>>>>

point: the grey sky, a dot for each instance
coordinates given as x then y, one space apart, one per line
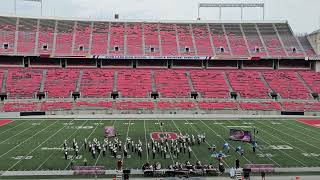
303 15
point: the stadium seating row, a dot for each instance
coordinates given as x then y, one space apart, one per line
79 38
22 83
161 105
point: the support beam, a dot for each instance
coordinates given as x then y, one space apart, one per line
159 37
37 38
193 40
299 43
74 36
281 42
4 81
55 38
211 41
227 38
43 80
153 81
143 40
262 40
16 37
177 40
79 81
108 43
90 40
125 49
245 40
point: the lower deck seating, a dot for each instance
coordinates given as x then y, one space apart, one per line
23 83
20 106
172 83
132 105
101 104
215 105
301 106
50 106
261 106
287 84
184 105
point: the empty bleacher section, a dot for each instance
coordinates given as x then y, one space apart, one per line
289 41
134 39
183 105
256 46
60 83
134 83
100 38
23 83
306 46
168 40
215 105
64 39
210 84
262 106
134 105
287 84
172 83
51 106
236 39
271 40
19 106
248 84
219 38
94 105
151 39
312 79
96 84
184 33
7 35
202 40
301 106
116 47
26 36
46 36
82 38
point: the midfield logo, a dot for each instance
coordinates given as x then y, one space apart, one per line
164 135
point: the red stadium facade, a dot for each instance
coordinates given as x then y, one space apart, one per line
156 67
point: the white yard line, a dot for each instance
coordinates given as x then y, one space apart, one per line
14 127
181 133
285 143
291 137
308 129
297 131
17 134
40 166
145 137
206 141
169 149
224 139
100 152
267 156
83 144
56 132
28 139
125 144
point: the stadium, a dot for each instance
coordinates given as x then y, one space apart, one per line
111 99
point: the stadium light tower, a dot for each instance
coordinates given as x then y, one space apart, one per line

<<<<

Set every line down exactly as written, leaving each picture out.

_Correct response_
point: the grey sky, a dot for each instance
coordinates given as x then y, one space apart, one per line
303 15
point: the stadium seating row, a dot for each instance
coordinates given as x then y, one space apart, one per line
79 38
22 83
161 105
point: the support beam, a dot for each instance
coordinates given as x then y, one space apart, one per line
159 37
37 38
193 40
299 43
74 36
281 42
4 81
55 38
211 41
227 38
43 80
153 81
143 40
262 40
16 37
177 40
79 81
108 43
90 40
125 49
245 40
point: the lower deck seating, a dot for each instance
coordinates given as x then y, one space apart, one per line
23 83
20 106
172 83
132 105
101 104
215 105
301 106
50 106
261 106
287 84
184 105
point: the empty bleacher section, a dot for each instance
coordinates given as x then y, one space apart, one per line
289 41
134 39
183 105
256 46
60 83
134 83
100 38
23 83
306 46
168 40
215 105
64 39
210 84
262 106
134 105
287 84
172 83
51 106
236 39
271 40
19 106
248 84
219 38
94 105
151 39
312 79
96 84
184 33
7 35
202 40
301 106
116 47
26 36
46 36
82 38
point: the midfield logo, a dot for each instance
coordinates given as x then y, one space apart, one per line
164 135
point: the red stadium facade, a dot for each instance
coordinates given as x then y, one space apart, one per line
156 67
point: the white yard line, a dot for each instance
coordinates given as x then y, one space apart, one per line
14 127
181 133
285 143
291 137
308 129
297 131
17 134
40 166
145 137
206 141
169 149
224 139
100 152
267 156
83 144
56 132
28 139
125 144
point: the stadium, a dot for each instance
coordinates given as x then y, one space apart, one per line
111 99
point: the stadium light tower, a dot for each instance
coordinates given as x then y, one space apart, one per line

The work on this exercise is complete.